Task data
--------------------------------
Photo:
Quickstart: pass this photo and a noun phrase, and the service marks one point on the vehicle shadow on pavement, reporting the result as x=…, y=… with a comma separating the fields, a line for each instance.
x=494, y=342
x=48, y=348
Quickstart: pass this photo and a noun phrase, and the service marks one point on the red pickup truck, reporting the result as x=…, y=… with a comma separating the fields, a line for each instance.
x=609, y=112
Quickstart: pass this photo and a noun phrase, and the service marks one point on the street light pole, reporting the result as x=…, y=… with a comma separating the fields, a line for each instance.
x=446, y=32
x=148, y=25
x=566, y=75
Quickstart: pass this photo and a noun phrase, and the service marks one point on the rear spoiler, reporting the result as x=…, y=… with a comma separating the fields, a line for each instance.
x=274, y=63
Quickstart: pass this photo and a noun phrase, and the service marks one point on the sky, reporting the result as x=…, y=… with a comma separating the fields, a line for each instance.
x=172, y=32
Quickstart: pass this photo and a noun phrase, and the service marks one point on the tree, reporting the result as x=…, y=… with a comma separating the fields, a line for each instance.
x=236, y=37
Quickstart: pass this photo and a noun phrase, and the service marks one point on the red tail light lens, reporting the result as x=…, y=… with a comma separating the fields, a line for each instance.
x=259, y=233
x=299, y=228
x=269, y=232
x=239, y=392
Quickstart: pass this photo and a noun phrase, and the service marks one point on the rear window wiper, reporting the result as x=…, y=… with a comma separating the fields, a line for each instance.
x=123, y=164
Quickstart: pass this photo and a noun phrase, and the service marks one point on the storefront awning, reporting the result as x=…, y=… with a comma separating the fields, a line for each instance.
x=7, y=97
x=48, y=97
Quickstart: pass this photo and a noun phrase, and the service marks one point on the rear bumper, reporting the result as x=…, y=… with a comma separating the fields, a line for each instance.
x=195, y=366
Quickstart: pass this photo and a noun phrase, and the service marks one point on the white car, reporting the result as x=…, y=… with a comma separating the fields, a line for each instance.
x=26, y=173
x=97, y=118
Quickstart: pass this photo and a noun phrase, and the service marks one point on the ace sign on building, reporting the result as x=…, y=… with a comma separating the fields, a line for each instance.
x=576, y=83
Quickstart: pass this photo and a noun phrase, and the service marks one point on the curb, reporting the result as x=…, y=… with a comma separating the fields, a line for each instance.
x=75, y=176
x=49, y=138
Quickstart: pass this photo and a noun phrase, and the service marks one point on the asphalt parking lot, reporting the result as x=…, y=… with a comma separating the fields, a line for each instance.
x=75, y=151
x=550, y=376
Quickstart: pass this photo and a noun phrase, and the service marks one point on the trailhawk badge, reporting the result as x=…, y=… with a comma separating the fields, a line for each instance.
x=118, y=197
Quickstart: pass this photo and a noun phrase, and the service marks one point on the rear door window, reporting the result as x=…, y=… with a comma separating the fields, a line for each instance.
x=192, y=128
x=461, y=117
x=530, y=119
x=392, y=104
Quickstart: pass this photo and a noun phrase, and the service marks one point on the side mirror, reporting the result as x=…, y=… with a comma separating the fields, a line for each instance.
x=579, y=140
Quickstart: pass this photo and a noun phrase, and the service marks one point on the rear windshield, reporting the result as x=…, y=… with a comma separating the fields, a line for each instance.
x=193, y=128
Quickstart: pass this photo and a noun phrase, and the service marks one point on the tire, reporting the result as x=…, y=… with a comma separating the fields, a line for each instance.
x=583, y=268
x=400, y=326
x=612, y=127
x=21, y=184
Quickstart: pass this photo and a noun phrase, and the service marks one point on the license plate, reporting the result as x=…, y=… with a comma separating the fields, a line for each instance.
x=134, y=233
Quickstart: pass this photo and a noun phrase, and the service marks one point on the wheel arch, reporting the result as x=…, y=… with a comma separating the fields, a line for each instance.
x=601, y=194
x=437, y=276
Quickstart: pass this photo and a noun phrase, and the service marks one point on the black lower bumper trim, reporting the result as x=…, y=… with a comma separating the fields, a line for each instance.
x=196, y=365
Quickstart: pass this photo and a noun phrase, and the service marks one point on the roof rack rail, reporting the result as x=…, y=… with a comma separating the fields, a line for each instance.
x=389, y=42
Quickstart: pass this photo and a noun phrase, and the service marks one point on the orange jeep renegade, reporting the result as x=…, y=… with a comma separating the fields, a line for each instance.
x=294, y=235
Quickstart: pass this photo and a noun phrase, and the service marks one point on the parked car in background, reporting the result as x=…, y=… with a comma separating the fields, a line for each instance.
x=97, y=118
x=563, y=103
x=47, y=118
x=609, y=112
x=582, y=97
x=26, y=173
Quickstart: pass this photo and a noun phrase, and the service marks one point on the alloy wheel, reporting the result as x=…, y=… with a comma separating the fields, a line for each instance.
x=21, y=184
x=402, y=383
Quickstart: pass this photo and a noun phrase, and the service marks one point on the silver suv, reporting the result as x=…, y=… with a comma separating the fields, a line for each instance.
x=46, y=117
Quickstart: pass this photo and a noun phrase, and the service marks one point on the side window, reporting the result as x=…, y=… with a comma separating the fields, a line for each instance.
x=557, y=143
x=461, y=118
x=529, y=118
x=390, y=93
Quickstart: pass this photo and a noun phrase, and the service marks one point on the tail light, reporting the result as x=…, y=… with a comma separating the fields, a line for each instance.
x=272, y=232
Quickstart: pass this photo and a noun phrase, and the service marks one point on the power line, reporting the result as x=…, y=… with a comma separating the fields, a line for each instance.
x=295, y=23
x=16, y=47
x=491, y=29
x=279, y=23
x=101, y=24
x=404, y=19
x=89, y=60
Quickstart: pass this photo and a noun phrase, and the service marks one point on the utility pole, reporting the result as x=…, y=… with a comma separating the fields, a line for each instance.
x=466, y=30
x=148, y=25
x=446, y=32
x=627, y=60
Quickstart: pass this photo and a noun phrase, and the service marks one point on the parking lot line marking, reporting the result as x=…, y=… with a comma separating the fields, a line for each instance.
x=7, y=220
--------------------------------
What to produce
The records above are to be written out again word for word.

Task solution
Photo:
Quickstart: pass this photo and a noun phrase, and the service marks one point on the vehicle shadow on pavement, reporting the result as x=…, y=… with a comma separating the fields, a line for each instance.
x=494, y=342
x=48, y=348
Quickstart: pass this photo and a noun phrase, and the service marks one point on the red pickup truck, reporting the result as x=…, y=… with a comma separating the fields, a line for each instance.
x=609, y=112
Quickstart: pass this photo and a noun phrase, and the service marks one point on the street light pole, reporting the result as x=…, y=… with a comma separating the fields, a line for each instance.
x=446, y=32
x=148, y=25
x=566, y=75
Quickstart: pass this photo and a noun phrase, and the service marks one point on the rear spoiler, reporting the result as x=…, y=… with a comma separating the fields, a line for each instance.
x=274, y=63
Quickstart: pass this photo and a noun phrase, and the service marks one point on the sky, reporting the result as x=…, y=… with a comma separating the fields, a line for each instance.
x=172, y=32
Quickstart: pass this photo and a noun phrase, and the service marks one point on the tree, reporting the result as x=…, y=… with a comma separating the fields, a line for each instance.
x=236, y=37
Quickstart: pass this photo and a noun phrase, and the service marks one point on the red tail light lens, reporting the result as x=…, y=… with a comma separating the fields, a line for each instance.
x=259, y=233
x=299, y=228
x=269, y=232
x=239, y=392
Quickstart: pass this photo and a noun phrase, and the service marks one point on the rear window wiper, reporting the result as x=…, y=… with a comma separating the fields, a line for each instance.
x=123, y=164
Quickstart: pass this photo and a noun phrase, and the service marks one point on the storefront awning, reporting the result as x=…, y=… with a comma separating the fields, a line for each instance.
x=7, y=97
x=48, y=97
Quickstart: pass this photo and a noun phrase, and the service marks one point on the rear bumper, reporting the result as x=…, y=… with a comma separating the fields, a line for each instance.
x=195, y=366
Quickstart: pass this photo and a noun phrase, and the service marks one point on the white car, reporting the result as x=…, y=… with a comma separating the fields, a line for each instance.
x=26, y=173
x=97, y=118
Quickstart: pass this photo and a noun phrase, and the service marks one point on the ace sign on building, reporting the result as x=…, y=… with a comma separating the fields, a line for each instance.
x=576, y=83
Quickstart: pass this photo and a noun phrase, and the service marks one point on the curb, reporting the result as x=…, y=… with a comma separating the fields, a line for each instance.
x=75, y=176
x=49, y=138
Quickstart: pass this photo and a noun phrase, and the service marks one point on the asphalt parking lot, reporting the result as x=…, y=… with a comma separating the fields, a line for each instance.
x=75, y=151
x=550, y=376
Quickstart: pass this photo and a noun phrase, and the service marks one point on the trailhawk badge, reporting the result as x=…, y=… with a comma separating the fields, a line for each instance.
x=118, y=197
Quickstart: pass this photo and a noun phrase, and the service marks one point on the rear door window, reporting the result as x=…, y=… with a comma separating the fields, a line for each instance.
x=192, y=128
x=461, y=117
x=530, y=119
x=392, y=104
Quickstart: pass this photo and a noun phrase, and the service marks one point on the side mirror, reporting the result as x=…, y=… with a comma separating the fields, a line for each instance.
x=579, y=140
Quickstart: pass this photo and a noun phrase, and the service marks one point on the rear windshield, reporting the result as x=…, y=… with a comma separating the fields, a line for each instance.
x=193, y=128
Quickstart: pass this photo and a noun phrase, and the service marks one point on the tire, reporting the result as x=…, y=… with a comma separating the fields, a line for each instance.
x=583, y=268
x=400, y=326
x=612, y=127
x=21, y=184
Quickstart: pass this photo and a noun phrase, and the service marks one point on the license plate, reporting the result as x=…, y=… with a comma separating the fields, a line for each instance.
x=134, y=233
Quickstart: pass this photo and a noun phrase, and the service marks one point on the wheel arch, reporting the result as x=…, y=… with a comma separating the fields, a line for each instance.
x=601, y=194
x=437, y=276
Quickstart: pass this photo and a noun phrase, and the service marks one point on the black lower bumper trim, reporting the result as x=…, y=… with a comma separating the fields, a line for each instance.
x=196, y=365
Quickstart: pass this photo and a noun phrase, and the service marks one point on the roof rack rail, reporting the result as x=…, y=… with a comma separating the fields, a line for each instance.
x=389, y=42
Quickstart: pass this photo and a noun phrase, and the service marks one point on the orange jeep renegade, reporting the result as x=…, y=… with a comma separating the fields, a line for each instance.
x=294, y=235
Quickstart: pass this photo and a noun phrase, and the service marks one point on the parked car in background, reporting the result as x=…, y=… with a comma separating the fields, a line for each instance.
x=97, y=118
x=563, y=103
x=47, y=118
x=609, y=112
x=582, y=97
x=26, y=173
Quickstart: pass this photo and a noun phrase, and the service marks one point on the alloy wheel, reporting the result as x=…, y=… with a comma separating the fields, a line for each instance.
x=21, y=184
x=402, y=383
Quickstart: pass this photo and a noun phrase, and the service marks one point on the silver suv, reporting the result as x=…, y=… with a comma separating the fields, a line for each instance.
x=46, y=117
Quickstart: pass this photo and a noun phrase, and the service marks one point on the side window, reporting the result as x=…, y=… with a comma separating the fields, a line for each instance.
x=557, y=143
x=461, y=118
x=529, y=118
x=390, y=93
Quickstart: pass this photo and a noun phrase, and the service marks one point on the tail light, reporting the result as x=…, y=… with a comma separating the fields, a line for each instance.
x=272, y=232
Quickstart: pass this photo and a noun phrase, and the service marks one point on the power line, reporting the result as x=…, y=… with a comma separating the fields, a line for each instance.
x=295, y=23
x=16, y=47
x=491, y=29
x=279, y=23
x=101, y=24
x=404, y=19
x=89, y=60
Quickstart: pass this photo and a noun phrase, and the service marks one point on the utility pole, reporting the result as x=…, y=… with a comma separating the fields, a line for each instance.
x=466, y=30
x=148, y=25
x=446, y=32
x=627, y=60
Quickstart: pass this photo and a noun phrase, and the service marks one point on the parking lot line marking, reporting the result as x=…, y=… with a comma separating the fields, a line for each instance.
x=7, y=220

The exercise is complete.